━━━ Entries shown ━━━

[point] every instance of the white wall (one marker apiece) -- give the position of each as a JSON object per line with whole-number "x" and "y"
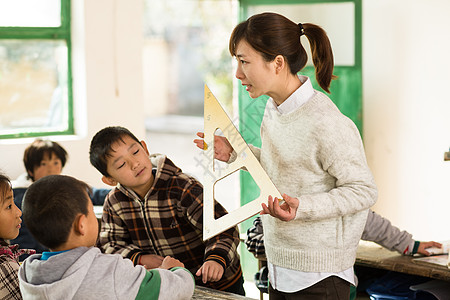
{"x": 406, "y": 46}
{"x": 107, "y": 79}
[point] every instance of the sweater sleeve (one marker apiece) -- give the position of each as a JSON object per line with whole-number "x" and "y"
{"x": 221, "y": 248}
{"x": 382, "y": 232}
{"x": 341, "y": 155}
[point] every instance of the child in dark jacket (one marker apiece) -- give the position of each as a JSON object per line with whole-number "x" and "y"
{"x": 61, "y": 216}
{"x": 156, "y": 210}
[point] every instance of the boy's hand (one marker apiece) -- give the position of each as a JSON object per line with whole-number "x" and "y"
{"x": 151, "y": 261}
{"x": 284, "y": 212}
{"x": 424, "y": 245}
{"x": 210, "y": 271}
{"x": 170, "y": 262}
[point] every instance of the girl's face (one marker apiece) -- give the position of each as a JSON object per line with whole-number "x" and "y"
{"x": 49, "y": 166}
{"x": 9, "y": 218}
{"x": 256, "y": 74}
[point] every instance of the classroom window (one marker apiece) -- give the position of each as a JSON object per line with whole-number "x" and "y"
{"x": 185, "y": 47}
{"x": 35, "y": 68}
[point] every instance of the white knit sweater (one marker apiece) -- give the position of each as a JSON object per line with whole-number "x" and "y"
{"x": 315, "y": 154}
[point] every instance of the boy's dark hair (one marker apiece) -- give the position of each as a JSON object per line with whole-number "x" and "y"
{"x": 5, "y": 187}
{"x": 50, "y": 206}
{"x": 101, "y": 144}
{"x": 35, "y": 152}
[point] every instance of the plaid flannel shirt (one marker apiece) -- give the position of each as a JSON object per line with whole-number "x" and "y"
{"x": 9, "y": 267}
{"x": 255, "y": 239}
{"x": 168, "y": 221}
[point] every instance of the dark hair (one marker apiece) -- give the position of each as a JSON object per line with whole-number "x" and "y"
{"x": 36, "y": 151}
{"x": 101, "y": 146}
{"x": 51, "y": 205}
{"x": 5, "y": 187}
{"x": 272, "y": 34}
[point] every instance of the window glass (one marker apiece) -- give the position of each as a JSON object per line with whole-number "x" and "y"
{"x": 33, "y": 81}
{"x": 30, "y": 13}
{"x": 186, "y": 46}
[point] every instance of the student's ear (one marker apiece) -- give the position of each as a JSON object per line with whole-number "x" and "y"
{"x": 109, "y": 181}
{"x": 280, "y": 63}
{"x": 80, "y": 224}
{"x": 144, "y": 145}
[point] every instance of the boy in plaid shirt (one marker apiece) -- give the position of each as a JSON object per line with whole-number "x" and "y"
{"x": 156, "y": 210}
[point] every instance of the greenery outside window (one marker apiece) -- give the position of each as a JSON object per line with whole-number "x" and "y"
{"x": 35, "y": 68}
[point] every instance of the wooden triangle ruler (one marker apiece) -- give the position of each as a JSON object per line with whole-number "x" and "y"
{"x": 217, "y": 118}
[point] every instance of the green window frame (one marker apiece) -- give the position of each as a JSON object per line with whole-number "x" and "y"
{"x": 61, "y": 33}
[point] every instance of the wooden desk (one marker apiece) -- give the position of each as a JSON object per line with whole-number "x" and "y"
{"x": 372, "y": 255}
{"x": 202, "y": 293}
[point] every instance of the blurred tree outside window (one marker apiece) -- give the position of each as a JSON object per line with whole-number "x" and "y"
{"x": 185, "y": 47}
{"x": 35, "y": 70}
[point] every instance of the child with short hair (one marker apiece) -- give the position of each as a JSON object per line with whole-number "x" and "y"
{"x": 41, "y": 158}
{"x": 9, "y": 228}
{"x": 60, "y": 215}
{"x": 156, "y": 210}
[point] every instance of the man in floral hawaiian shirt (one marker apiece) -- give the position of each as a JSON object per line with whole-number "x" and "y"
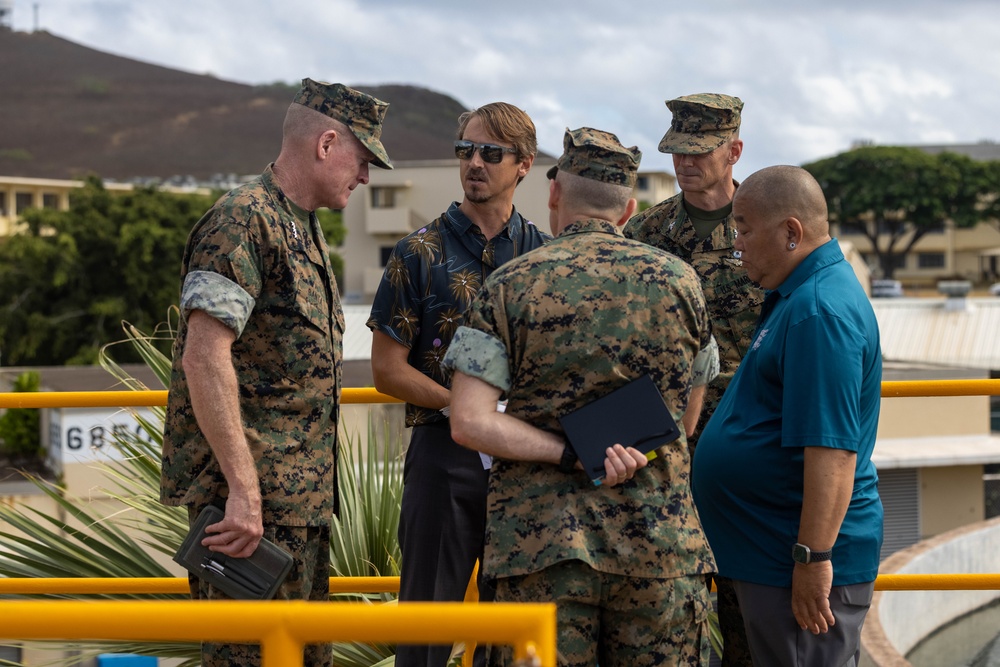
{"x": 430, "y": 279}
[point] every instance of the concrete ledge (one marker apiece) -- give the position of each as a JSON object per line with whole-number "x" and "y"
{"x": 899, "y": 620}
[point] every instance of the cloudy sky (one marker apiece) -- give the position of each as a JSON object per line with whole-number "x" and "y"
{"x": 815, "y": 75}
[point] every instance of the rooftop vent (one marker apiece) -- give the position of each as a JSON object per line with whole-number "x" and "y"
{"x": 956, "y": 291}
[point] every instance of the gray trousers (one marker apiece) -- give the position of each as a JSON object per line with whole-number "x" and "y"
{"x": 776, "y": 640}
{"x": 442, "y": 530}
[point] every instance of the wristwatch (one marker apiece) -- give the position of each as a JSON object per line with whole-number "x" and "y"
{"x": 803, "y": 554}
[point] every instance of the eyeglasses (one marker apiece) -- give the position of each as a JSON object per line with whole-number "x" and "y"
{"x": 491, "y": 153}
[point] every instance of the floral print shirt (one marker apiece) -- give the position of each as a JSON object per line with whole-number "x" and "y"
{"x": 431, "y": 278}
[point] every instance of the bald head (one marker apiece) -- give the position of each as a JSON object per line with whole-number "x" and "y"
{"x": 785, "y": 192}
{"x": 780, "y": 216}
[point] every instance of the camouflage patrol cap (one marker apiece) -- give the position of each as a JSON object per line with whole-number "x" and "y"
{"x": 362, "y": 113}
{"x": 598, "y": 155}
{"x": 701, "y": 123}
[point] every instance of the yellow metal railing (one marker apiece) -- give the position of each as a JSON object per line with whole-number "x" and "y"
{"x": 283, "y": 628}
{"x": 287, "y": 626}
{"x": 179, "y": 585}
{"x": 104, "y": 399}
{"x": 139, "y": 399}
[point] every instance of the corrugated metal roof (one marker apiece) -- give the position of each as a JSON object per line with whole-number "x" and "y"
{"x": 958, "y": 331}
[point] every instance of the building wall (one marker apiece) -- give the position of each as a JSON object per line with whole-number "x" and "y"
{"x": 953, "y": 252}
{"x": 950, "y": 497}
{"x": 399, "y": 201}
{"x": 934, "y": 416}
{"x": 18, "y": 194}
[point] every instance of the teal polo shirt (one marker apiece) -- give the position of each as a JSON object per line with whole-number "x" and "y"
{"x": 811, "y": 378}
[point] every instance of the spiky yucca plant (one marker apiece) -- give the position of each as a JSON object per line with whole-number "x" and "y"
{"x": 77, "y": 542}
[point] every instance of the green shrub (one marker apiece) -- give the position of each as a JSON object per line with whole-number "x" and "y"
{"x": 19, "y": 427}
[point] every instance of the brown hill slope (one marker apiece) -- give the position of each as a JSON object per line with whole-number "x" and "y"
{"x": 67, "y": 110}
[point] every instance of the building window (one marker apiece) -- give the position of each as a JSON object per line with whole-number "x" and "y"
{"x": 930, "y": 260}
{"x": 385, "y": 252}
{"x": 22, "y": 200}
{"x": 383, "y": 197}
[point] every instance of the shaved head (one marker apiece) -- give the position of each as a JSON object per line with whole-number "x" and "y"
{"x": 785, "y": 192}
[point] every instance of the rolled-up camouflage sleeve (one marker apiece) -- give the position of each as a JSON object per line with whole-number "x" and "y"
{"x": 706, "y": 364}
{"x": 480, "y": 355}
{"x": 217, "y": 296}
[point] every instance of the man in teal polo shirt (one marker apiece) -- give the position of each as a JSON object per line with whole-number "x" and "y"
{"x": 783, "y": 478}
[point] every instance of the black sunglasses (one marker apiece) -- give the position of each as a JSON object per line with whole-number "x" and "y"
{"x": 464, "y": 150}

━━━

__Exercise directions__: With the pictures excluded, the records are to be reproduced exactly.

__Final answer__:
[point] every instance of the white wall (one marker apiece) -- give the position of each as a JSON object per line with whole-number "x" and "y"
{"x": 406, "y": 46}
{"x": 107, "y": 79}
[point] every instance of the sweater sleeve (one marker apiece) -- give the position of each as a JSON object per line with whole-number "x" and "y"
{"x": 221, "y": 248}
{"x": 382, "y": 232}
{"x": 341, "y": 155}
[point] every instance of the child in dark jacket (one marker apiece) -- give the position of each as a JSON object per line with whole-number "x" and "y"
{"x": 61, "y": 216}
{"x": 156, "y": 210}
[point] every instance of the boy's hand (one marker apiece) -- give the position of each as a JSON object per line with whole-number "x" and "y"
{"x": 151, "y": 261}
{"x": 284, "y": 212}
{"x": 424, "y": 245}
{"x": 210, "y": 271}
{"x": 170, "y": 262}
[point] every instance of the girl's face (one marker apiece) -- give the position of each as a JSON object per line with whole-number "x" and "y"
{"x": 49, "y": 166}
{"x": 9, "y": 218}
{"x": 256, "y": 74}
[point] every instance of the classroom window (one marker apiece) -- give the position of each as a JSON object per line with whole-number "x" and "y"
{"x": 185, "y": 47}
{"x": 35, "y": 68}
[point] every instance of the white knit sweater (one marker apiece) -- give the position of each as a JSON object per line with whole-number "x" and "y"
{"x": 315, "y": 154}
[point] every instance of the boy's dark hair (one marker apiece) -- give the position of each as a JSON object per line with whole-number "x" and "y"
{"x": 5, "y": 187}
{"x": 50, "y": 206}
{"x": 101, "y": 144}
{"x": 35, "y": 152}
[point] every instance of the plaid flannel shirt (one marker apiece) -- give the position of each as a JSON object per line with whole-number "x" and "y"
{"x": 9, "y": 267}
{"x": 255, "y": 239}
{"x": 168, "y": 221}
[point] every instance of the dark hair (one marker apiece) -- give the position of each as a JSON object per line with whole-number "x" and "y"
{"x": 36, "y": 151}
{"x": 101, "y": 146}
{"x": 51, "y": 205}
{"x": 5, "y": 187}
{"x": 272, "y": 34}
[point] every instance of the window glass (one marker apiece) -- give the position of each as a JSON object per line with whole-number "x" and "y"
{"x": 33, "y": 81}
{"x": 30, "y": 13}
{"x": 186, "y": 46}
[point] every instance of the student's ear (one marker apiece) -- give the position of each as a JSON object per line with whole-number "x" and "y"
{"x": 109, "y": 181}
{"x": 280, "y": 63}
{"x": 80, "y": 224}
{"x": 144, "y": 145}
[point] every instance of the boy in plaid shirt (one marker apiece) -- give the position of each as a JSON object per line with whole-number "x" and "y"
{"x": 156, "y": 210}
[point] every instance of the greenery outside window (one marker apiece) -- give the position of each as a JSON object per line with whole-number "x" and "y"
{"x": 35, "y": 68}
[point] every instance of the wooden triangle ruler (one marker apiece) -- give the position of each as a JSON object per line with whole-number "x" and "y"
{"x": 217, "y": 118}
[point] every instance of the green window frame (one marker apiece) -- give the position of each as a JSON object per line with whole-number "x" and "y"
{"x": 61, "y": 33}
[point] every instance of the wooden desk (one marker apiece) -- give the position of each as a JSON object per line with whole-number "x" and "y"
{"x": 372, "y": 255}
{"x": 202, "y": 293}
[point] every instance of the blurred tree outside window (one marker apiece) -- give the position of each as a JSON object per line with whole-number "x" and "y"
{"x": 185, "y": 47}
{"x": 35, "y": 70}
[point] every instance of the child with short hair (one marker apiece) -- give the position of each as a JSON object per line with whole-number "x" and "y"
{"x": 41, "y": 158}
{"x": 9, "y": 228}
{"x": 60, "y": 215}
{"x": 156, "y": 210}
[point] every instance of the man in floral hawaiian shirt (one marker apiece) -- give the position of each as a JSON object per line with whole-number "x" and "y"
{"x": 430, "y": 279}
[point] every instance of the concrete ledge (one marker apiece) -- give the position of each as a JSON object per line with whole-number "x" and "y"
{"x": 899, "y": 620}
[point] every instance of the cloudy sky (one marker apiece) -- give the position of each as a JSON object per line with whole-number "x" and "y"
{"x": 815, "y": 75}
[point] every instance of the rooftop vent (one marker apiece) -- give the position of each as a JSON object per line with whole-number "x" and "y"
{"x": 956, "y": 291}
[point] every instance of the gray trousers (one marker apiece) -- give the position of each as a JSON object per line with whole-number "x" and "y"
{"x": 776, "y": 640}
{"x": 442, "y": 530}
[point] every instance of the wristwatch (one marker apiece) -- give the position of each as a JSON object per line with whole-number "x" and "y"
{"x": 803, "y": 554}
[point] every instance of the eyeglasses (one marker apiece) -- give the position of each as a JSON object per line with whole-number "x" and "y"
{"x": 491, "y": 153}
[point] every instance of the floral print shirt (one marker apiece) -- give the position of each as a JSON object per line with whole-number "x" and "y"
{"x": 431, "y": 278}
[point] every instance of the bald head (one marker apiece) -- give the position of each as a JSON object per line with whole-number "x" and "y"
{"x": 785, "y": 192}
{"x": 780, "y": 216}
[point] every instance of the camouflage patrol cap (one marker apiece) -- give the position of each as a JSON object per line with whole-number "x" and "y"
{"x": 362, "y": 113}
{"x": 598, "y": 155}
{"x": 701, "y": 123}
[point] every instance of the yellow metal railing (one marker apiece) -- give the position of each as a JSON object per line with whole-number "x" and "y"
{"x": 283, "y": 628}
{"x": 287, "y": 626}
{"x": 179, "y": 585}
{"x": 104, "y": 399}
{"x": 139, "y": 399}
[point] every instance of the corrugated metal roof (one marker apiece) -- give the position of each as a JSON object per line with whole-number "x" and "y"
{"x": 958, "y": 331}
[point] every instance of the building wall (one marker apiece) -- give the position of each as a JSON object per line with whole-number "x" and "y"
{"x": 953, "y": 252}
{"x": 950, "y": 497}
{"x": 399, "y": 201}
{"x": 934, "y": 416}
{"x": 18, "y": 194}
[point] every instance of the teal polo shirt (one marker apiece) -- give the position of each as a JSON object per line with whole-number "x" and "y"
{"x": 811, "y": 378}
[point] every instance of the spiky yucca plant (one marker apiece) -- give the position of each as a JSON object per line with whole-number "x" and "y"
{"x": 77, "y": 542}
[point] every instance of the green shrub (one marker apiece) -- give the position of each as a JSON object per line with whole-number "x" and "y"
{"x": 19, "y": 427}
[point] every instance of the brown hill slope (one marker apiece) -- give the position of each as a JSON object per line with whole-number "x" and "y"
{"x": 67, "y": 110}
[point] every instance of the building window (one marker apiece) -- give the position of each as a JSON object per line with whole-number "x" and "y"
{"x": 930, "y": 260}
{"x": 385, "y": 252}
{"x": 22, "y": 200}
{"x": 383, "y": 197}
[point] every instance of the shaved head (one marker apiece) -- give the position of each as a JSON object per line with whole-number "x" and "y"
{"x": 785, "y": 192}
[point] every instance of the rolled-up camouflage sleeve (one marker apiece) -- give the position of each as a JSON object per line with whole-number "x" and "y"
{"x": 706, "y": 364}
{"x": 480, "y": 355}
{"x": 217, "y": 296}
[point] every instance of the man in teal polo shirt (one marker apiece) -- give the position of each as a JSON object per line with whole-number "x" and "y"
{"x": 783, "y": 478}
[point] every instance of the black sunglasses (one marker apiece) -- give the position of each as a JSON object per line with whole-number "x" and "y"
{"x": 464, "y": 150}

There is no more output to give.